▶ _Consigne A_: D'après le passage présenté, que vaut-il mieux faire quand le vent s'engouffre de toute part ?

▶ _Passage présenté_:
La nuit tombe vite et tôt, le froid s’installe dans la tête, le corps et le coeur.

La lumière se fait plus discrète, l’espoir de réconciliation aussi. Je dois lâcher prise, la main, abandonner l’être ou l’idée à laquelle je croyais, renoncer à ce projet. Il faut dire au revoir et ne pas insister, construire ce qui doit être et non ce qu’il faut forcer, chuchoter « que sera, sera » en croyant la maxime. Il faut tourner la page. C’est une déception immense, une épreuve comme une autre mais singulière, une douleur nouvelle et déjà éprouvée, une mauvaise journée qui devient une semaine laborieuse.
Arrive l’impression que la douleur s’installe. Elle prend toute la place et l’espace des journées plus courtes. Je connais, cela devrait rassurer…Veni, vidi, vici. Pourtant, le champ de bataille surprend encore. Fracassée, à terre.

L’hiver est là, et il n’est pas une saison. Il est la sensation que rien ne renaîtra. Ni la confiance, ni la passion. L’élan vital n’est pas loin pourtant, j’entends son battement, mais je suis tétanisée.
Comme à chaque réminiscence d’une fracture passée, d’un enthousiasme contrarié, d’une leçon violente et inévitable (puisqu’on s’y est plongée), d’un « je ne t’aime pas » que personne n’a prononcé mais que tu jure avoir entendu, du retour de l’effroi de sa propre disparition si on ne peut pas crier sa vérité. Le vent s’engouffre, tu le sens venir de toute part, tu tournes la tête dans tous les sens, guettant la prochaine bourrasque. Mieux vaut rester à genoux, près du sol, la tempête pourrait t’éviter, ne pas te trouver.

▶ _Consigne B_: Recopiez à l'identique les rangées, de la ligne qui contient « locomotive wheel, each » jusqu'à la fin des rangées, ces deux bornes comprises.

▶ _Liste des rangées_:

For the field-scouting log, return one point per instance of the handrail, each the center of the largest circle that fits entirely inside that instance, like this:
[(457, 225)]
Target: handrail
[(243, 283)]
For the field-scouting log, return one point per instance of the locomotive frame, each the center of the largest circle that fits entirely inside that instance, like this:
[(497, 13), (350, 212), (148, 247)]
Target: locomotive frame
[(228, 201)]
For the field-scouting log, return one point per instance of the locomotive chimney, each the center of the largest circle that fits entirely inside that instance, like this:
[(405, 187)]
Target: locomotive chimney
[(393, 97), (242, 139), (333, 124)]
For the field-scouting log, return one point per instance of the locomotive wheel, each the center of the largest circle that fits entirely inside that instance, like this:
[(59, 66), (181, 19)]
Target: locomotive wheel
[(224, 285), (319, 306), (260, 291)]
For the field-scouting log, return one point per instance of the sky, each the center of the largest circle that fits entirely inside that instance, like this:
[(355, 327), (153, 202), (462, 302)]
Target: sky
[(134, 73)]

▶ _Réponse complète A_: Rester à genoux, près du sol.

▶ _Réponse complète B_:
For the field-scouting log, return one point per instance of the locomotive wheel, each the center of the largest circle that fits entirely inside that instance, like this:
[(59, 66), (181, 19)]
Target: locomotive wheel
[(224, 285), (319, 306), (260, 291)]
For the field-scouting log, return one point per instance of the sky, each the center of the largest circle that fits entirely inside that instance, like this:
[(355, 327), (153, 202), (462, 302)]
Target: sky
[(134, 73)]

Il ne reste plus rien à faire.